— Text excerpt —
** START **

# 7 hour layover in Reykjavick



## JackieD (Sep 15, 2013)

Hello,
I'm looking at flights that either have a 1 hr layover in Reykjavick or 7.25 hrs.  If we take the 7.25 layover...any suggestions about leaving the airport and sightseeing for a couple of hours? Or is it too much hassle and too little time?  Also, it would be in June.

Thanks!
jackie


----------



## 55plus (Sep 15, 2013)

I've been to Reykjavick, Iceland, dozens of times while in the Air Force. It a very interesting and beautiful city and country, and is (or was) expensive to live as compared to the US. The last time I was there was in the late '80s so I'm sure a lot has changed since then. I have no idea what to recommend today. If it were me I'd take the longer layover and venture out and about. You'll always have those memories, experience and photos to look back on, and able to add Iceland to your list of countries visited. Most Americans can't day that.


----------



## optimist (Sep 15, 2013)

Go  to the Blue Lagoon...  It is a geothermal spa not far from the airport, the most gorgeous otherworldly place, and a perfect place to relax for a couple of hours.

** END **

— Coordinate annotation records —
** START **

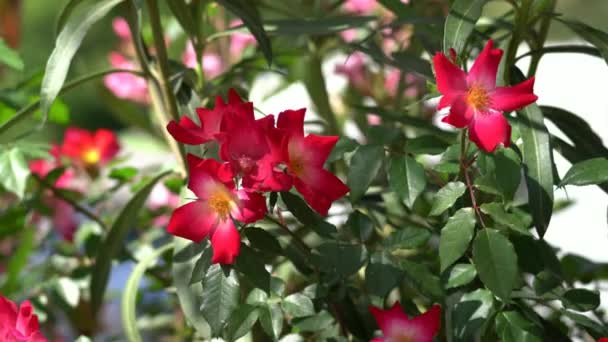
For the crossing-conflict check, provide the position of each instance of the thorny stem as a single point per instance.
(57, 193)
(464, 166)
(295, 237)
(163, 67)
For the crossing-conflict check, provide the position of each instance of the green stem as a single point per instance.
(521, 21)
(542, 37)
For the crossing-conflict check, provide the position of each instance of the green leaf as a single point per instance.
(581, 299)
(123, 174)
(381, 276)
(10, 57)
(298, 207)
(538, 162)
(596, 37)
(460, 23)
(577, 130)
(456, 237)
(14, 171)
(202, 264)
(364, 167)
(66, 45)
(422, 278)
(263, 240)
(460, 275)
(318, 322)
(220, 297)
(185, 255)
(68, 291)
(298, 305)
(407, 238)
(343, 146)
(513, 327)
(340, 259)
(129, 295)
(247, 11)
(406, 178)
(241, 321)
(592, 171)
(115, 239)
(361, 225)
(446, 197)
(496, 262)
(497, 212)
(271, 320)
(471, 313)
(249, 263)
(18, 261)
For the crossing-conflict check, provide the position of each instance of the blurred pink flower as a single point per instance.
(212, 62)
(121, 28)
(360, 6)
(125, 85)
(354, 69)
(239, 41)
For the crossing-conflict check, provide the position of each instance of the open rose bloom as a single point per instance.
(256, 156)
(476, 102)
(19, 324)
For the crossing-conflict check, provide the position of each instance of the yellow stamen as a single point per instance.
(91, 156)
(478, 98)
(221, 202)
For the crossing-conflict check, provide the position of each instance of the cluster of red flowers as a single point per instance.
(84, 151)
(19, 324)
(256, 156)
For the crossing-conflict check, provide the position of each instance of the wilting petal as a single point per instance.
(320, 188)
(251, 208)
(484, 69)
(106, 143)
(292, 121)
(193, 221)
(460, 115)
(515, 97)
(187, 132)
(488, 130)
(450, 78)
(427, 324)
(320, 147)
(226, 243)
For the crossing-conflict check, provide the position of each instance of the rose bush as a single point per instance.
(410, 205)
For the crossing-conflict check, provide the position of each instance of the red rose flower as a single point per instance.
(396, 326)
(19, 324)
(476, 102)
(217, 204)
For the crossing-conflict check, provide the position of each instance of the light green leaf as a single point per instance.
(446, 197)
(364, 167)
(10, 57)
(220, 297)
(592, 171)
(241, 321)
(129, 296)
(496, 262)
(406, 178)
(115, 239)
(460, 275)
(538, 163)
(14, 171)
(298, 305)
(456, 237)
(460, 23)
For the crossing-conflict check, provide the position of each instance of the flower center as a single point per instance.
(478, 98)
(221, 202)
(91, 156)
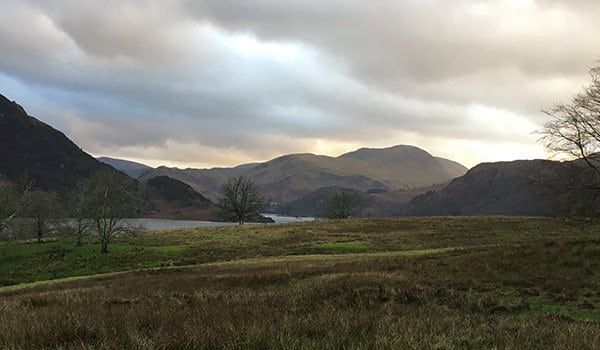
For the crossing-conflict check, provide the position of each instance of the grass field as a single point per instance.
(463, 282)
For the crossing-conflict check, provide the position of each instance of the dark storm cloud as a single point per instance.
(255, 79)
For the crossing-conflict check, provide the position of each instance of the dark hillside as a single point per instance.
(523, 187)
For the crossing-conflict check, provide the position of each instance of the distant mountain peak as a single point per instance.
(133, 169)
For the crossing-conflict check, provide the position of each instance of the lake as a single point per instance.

** END **
** START **

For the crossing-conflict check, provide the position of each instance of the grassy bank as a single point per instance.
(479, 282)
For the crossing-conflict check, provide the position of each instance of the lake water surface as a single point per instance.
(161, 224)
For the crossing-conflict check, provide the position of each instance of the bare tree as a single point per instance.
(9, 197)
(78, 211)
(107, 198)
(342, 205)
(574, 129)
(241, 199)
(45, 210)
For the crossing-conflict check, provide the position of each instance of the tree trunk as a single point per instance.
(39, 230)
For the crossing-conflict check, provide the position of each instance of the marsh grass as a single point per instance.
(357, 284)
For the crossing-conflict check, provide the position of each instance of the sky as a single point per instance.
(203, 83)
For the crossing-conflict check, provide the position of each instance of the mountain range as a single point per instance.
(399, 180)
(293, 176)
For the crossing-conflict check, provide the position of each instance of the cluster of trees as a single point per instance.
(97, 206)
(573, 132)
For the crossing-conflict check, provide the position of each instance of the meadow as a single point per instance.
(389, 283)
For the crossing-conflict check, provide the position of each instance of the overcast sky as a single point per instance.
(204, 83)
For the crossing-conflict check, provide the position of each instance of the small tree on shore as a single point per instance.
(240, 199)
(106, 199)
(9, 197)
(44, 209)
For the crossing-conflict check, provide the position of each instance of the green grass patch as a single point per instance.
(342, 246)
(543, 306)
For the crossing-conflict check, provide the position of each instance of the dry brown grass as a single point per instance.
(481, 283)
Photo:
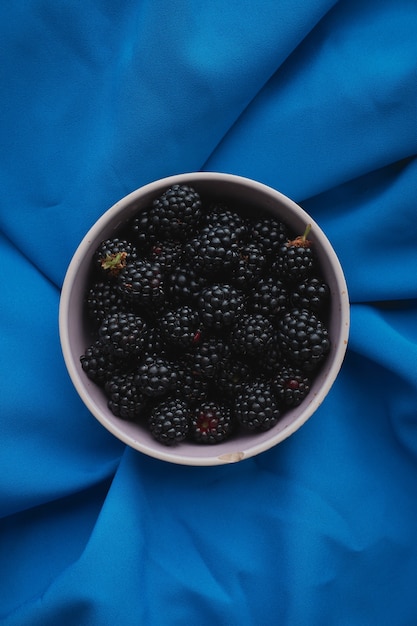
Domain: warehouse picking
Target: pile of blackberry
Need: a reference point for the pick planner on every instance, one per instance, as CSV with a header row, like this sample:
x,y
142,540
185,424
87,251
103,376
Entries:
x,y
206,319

** END **

— What is asked —
Name every user who posted in the layover thread. The listing has no connection to the layover thread.

— Full output —
JackieD, 55plus, optimist